* Start *

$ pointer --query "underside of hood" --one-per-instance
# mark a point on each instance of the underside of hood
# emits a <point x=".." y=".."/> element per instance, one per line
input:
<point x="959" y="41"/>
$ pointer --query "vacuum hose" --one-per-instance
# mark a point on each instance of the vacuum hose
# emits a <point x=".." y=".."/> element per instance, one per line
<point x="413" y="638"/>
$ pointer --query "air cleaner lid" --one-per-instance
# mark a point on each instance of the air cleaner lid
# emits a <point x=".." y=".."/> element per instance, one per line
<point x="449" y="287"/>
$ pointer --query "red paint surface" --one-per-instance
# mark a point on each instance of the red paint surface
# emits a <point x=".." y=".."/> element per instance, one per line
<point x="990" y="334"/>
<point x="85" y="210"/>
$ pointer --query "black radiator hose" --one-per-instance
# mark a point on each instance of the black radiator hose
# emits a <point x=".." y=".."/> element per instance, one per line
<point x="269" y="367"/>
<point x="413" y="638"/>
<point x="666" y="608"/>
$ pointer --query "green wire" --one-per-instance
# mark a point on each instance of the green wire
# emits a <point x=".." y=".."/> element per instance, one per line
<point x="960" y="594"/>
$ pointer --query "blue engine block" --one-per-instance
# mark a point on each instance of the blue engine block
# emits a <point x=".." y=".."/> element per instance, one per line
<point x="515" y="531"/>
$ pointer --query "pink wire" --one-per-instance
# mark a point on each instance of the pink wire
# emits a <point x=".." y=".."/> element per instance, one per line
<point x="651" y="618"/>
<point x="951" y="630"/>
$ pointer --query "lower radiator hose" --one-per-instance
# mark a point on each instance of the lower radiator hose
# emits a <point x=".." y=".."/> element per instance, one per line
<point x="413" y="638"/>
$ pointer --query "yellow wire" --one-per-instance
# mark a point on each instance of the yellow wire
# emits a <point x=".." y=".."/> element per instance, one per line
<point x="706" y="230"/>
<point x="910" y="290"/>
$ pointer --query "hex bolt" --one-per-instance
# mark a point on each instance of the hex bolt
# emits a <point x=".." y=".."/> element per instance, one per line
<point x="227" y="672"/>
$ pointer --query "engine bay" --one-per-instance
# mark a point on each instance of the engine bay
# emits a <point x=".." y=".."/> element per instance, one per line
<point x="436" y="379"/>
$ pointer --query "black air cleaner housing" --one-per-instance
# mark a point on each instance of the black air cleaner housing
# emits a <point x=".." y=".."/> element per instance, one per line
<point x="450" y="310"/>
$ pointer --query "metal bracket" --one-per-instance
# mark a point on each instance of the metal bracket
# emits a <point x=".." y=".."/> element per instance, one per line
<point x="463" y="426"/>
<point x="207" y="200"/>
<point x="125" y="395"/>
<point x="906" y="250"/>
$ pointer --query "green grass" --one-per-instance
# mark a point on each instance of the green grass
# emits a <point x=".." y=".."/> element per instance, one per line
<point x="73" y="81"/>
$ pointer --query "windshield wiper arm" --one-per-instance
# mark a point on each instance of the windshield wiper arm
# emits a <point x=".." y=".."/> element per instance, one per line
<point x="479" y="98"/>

* End *
* Start *

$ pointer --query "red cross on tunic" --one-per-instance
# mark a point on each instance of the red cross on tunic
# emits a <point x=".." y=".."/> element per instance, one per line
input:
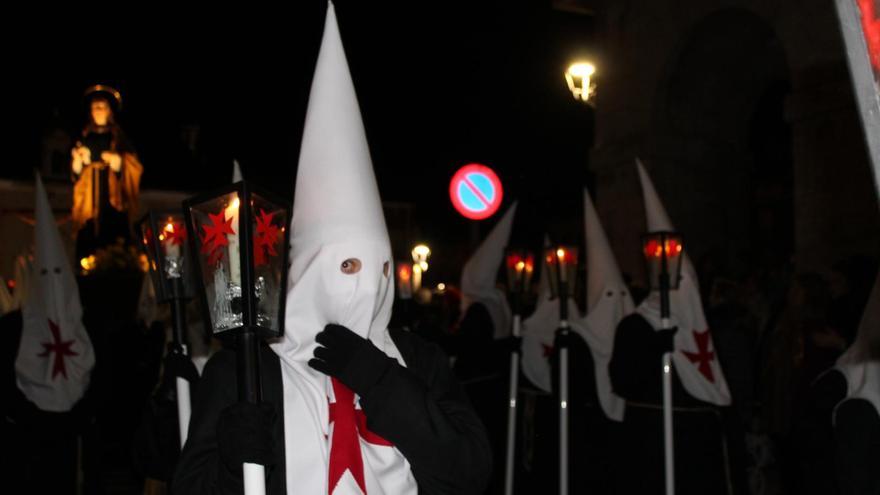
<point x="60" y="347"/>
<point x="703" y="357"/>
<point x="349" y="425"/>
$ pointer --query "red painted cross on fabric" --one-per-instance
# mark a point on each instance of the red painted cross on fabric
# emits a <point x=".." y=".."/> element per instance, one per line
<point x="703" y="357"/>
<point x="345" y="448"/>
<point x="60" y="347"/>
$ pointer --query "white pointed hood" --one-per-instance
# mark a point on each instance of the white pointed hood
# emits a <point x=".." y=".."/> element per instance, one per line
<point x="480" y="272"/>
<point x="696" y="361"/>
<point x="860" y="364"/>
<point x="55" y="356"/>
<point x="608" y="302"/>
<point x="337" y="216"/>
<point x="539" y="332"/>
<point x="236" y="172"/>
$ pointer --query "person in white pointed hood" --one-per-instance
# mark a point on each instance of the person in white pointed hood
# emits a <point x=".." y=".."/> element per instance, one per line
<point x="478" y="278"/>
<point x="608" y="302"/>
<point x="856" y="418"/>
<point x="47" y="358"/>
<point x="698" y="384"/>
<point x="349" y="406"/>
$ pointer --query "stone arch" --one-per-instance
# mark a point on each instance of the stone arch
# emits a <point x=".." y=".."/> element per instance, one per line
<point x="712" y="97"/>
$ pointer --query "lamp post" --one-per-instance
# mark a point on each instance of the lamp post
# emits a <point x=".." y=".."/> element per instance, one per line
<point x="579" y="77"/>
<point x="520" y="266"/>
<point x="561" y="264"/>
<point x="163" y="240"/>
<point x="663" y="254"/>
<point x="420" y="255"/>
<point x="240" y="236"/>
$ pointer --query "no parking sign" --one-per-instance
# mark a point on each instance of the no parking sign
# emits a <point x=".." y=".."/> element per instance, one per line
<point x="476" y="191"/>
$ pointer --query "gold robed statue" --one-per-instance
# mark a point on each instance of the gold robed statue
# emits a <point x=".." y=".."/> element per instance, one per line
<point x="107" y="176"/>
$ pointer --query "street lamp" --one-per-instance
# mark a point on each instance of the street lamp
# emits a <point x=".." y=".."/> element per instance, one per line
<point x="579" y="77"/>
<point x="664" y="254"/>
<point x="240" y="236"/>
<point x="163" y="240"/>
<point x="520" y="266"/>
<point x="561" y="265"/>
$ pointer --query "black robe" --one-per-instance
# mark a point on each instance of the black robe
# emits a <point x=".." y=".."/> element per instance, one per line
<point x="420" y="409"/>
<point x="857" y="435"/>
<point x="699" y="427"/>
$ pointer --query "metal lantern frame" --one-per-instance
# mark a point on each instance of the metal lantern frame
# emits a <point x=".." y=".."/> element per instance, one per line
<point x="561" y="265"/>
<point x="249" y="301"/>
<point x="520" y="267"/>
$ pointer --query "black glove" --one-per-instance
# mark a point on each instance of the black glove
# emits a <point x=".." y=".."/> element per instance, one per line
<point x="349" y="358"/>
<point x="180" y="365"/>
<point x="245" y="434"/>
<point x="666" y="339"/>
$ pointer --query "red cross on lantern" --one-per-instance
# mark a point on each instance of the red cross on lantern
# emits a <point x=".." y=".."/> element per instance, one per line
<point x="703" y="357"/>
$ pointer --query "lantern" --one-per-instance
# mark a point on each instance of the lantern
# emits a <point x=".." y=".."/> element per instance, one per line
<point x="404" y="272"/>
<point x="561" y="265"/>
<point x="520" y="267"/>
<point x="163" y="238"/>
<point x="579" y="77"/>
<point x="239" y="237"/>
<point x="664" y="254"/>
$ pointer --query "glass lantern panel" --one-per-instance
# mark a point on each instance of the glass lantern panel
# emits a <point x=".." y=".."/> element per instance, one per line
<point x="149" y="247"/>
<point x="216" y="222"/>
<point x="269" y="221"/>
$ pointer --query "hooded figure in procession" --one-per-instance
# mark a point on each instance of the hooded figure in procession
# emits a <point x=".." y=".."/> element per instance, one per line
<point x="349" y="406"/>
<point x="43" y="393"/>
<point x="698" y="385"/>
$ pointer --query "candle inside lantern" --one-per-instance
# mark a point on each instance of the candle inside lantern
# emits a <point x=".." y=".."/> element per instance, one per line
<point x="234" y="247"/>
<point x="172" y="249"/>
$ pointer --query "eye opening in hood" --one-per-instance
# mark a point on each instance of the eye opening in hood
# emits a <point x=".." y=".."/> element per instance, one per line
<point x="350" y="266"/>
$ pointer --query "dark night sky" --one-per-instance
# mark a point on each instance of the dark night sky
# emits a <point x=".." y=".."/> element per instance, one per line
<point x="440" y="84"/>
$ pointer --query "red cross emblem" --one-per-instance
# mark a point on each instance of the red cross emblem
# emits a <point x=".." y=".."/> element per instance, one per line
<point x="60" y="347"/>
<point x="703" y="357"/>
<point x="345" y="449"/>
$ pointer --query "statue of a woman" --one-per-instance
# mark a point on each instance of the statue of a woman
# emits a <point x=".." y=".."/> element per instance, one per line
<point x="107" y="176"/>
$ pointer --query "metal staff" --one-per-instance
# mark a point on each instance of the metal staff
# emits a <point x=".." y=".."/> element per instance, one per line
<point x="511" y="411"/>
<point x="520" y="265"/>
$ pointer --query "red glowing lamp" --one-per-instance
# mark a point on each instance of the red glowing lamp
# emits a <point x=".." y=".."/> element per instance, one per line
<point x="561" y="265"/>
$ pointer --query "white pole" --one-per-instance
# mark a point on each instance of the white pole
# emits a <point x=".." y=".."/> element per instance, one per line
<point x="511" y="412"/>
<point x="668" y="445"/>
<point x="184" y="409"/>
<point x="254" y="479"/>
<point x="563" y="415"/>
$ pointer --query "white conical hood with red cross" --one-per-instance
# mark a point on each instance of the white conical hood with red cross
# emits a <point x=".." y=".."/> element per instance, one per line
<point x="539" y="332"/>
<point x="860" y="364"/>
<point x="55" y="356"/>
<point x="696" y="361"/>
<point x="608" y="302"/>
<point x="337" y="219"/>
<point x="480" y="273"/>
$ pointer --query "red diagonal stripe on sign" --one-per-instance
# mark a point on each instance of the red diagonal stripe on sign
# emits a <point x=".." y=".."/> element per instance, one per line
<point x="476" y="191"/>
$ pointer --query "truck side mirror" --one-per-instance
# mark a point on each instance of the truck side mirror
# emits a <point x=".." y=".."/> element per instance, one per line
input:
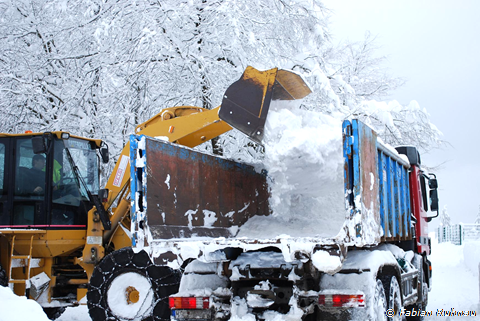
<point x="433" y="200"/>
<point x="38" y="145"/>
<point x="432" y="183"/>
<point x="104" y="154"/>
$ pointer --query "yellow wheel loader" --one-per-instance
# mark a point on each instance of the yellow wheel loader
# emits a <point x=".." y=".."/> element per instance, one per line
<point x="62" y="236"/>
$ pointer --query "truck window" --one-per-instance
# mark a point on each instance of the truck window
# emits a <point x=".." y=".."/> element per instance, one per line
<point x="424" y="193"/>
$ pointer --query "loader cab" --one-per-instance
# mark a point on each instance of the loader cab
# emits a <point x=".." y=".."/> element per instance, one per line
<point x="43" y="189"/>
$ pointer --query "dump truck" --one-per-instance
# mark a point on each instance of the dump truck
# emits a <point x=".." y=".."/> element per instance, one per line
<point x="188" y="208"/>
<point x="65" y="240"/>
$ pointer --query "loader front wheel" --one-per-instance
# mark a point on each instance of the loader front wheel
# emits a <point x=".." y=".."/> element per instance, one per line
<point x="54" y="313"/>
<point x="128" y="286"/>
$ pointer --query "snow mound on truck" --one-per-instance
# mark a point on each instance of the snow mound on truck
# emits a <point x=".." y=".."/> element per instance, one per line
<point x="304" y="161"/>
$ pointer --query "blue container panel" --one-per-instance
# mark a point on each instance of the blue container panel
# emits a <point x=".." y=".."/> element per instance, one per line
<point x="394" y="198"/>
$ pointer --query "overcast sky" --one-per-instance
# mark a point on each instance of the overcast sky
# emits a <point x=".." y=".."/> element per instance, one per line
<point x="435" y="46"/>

* End *

WRITTEN PROBLEM:
How many lines in the rows above contain the string "glove"? Case counts. Reply with the number alone.

THE OUTPUT:
2